• Task to carry out
Rewrite the material from its start through the line containing "[[0,2],[0,121],[246,153],[711,140],[708,0]]", both ends included, changing every "outline" to "contour" and leaving everything else unchanged.
* begin Provided information *
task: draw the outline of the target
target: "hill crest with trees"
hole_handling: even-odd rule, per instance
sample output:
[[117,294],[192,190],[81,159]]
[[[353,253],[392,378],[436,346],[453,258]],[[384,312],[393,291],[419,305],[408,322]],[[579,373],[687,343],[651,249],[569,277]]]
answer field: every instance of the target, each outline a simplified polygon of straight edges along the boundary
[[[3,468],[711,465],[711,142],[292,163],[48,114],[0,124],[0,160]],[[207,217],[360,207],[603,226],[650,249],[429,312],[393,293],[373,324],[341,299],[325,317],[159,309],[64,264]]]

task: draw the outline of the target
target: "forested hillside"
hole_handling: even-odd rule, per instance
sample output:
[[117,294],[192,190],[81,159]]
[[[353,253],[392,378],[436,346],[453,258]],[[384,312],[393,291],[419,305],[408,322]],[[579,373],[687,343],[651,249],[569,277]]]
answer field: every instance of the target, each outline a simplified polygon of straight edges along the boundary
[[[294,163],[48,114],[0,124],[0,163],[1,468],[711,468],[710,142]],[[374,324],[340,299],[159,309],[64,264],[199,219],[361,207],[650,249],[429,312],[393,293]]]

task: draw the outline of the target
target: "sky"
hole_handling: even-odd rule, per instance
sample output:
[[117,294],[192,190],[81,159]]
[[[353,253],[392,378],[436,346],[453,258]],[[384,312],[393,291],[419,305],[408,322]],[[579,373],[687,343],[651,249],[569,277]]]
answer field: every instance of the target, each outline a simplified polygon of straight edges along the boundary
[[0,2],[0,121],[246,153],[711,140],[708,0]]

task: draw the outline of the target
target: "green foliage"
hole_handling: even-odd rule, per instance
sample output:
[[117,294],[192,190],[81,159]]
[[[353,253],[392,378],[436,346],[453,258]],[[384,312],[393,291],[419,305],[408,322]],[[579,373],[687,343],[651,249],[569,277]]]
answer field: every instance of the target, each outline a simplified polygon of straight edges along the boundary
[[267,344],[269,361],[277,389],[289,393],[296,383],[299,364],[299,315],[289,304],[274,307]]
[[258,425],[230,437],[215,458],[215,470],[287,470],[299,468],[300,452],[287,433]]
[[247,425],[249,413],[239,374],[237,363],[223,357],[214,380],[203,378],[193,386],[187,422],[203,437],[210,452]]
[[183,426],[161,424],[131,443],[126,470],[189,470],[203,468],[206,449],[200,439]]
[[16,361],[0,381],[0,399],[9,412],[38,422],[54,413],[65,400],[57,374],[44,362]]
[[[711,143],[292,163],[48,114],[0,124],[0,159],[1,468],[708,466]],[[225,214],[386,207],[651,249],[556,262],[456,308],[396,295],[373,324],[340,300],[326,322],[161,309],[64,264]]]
* end Provided information *
• Task solution
task: draw the contour of the target
target: "hill crest with trees"
hole_handling: even-odd rule, per instance
sample output:
[[117,294],[192,190],[81,159]]
[[[353,253],[392,378],[436,346],[453,258]],[[384,312],[393,291],[419,305],[408,322]],[[579,373],[687,343],[651,249],[569,277]]]
answer field: every instance of the target, each contour a simplified polygon of straight edges along the boundary
[[[3,468],[711,465],[711,142],[292,163],[48,114],[0,124],[0,160]],[[207,217],[360,207],[603,226],[650,249],[429,312],[393,293],[373,324],[341,299],[325,317],[159,309],[64,264]]]

task: draw the contour of the target
target: "forested hillside"
hole_handling: even-odd rule, per instance
sample output:
[[117,294],[192,190],[81,159]]
[[[353,253],[392,378],[436,346],[453,258]],[[384,312],[393,291],[419,305],[408,322]],[[579,373],[687,343],[651,249],[569,277]]]
answer field: every instance of the target, each contour a simplified polygon of straight edges along the boundary
[[[294,163],[48,114],[0,124],[0,163],[1,468],[711,468],[710,142]],[[374,324],[340,299],[159,309],[64,264],[199,219],[361,207],[650,249],[429,312],[393,293]]]

task: draw the contour of the target
target: "sky"
hole_handling: even-odd rule, per instance
sample output:
[[117,294],[192,190],[81,159]]
[[[353,253],[392,378],[436,346],[453,258]],[[384,312],[393,291],[419,305],[408,322]],[[579,373],[687,343],[651,249],[569,277]]]
answer field: every instance of the target, each contour a simplified polygon of straight edges along the boundary
[[0,2],[0,121],[246,153],[711,140],[708,0]]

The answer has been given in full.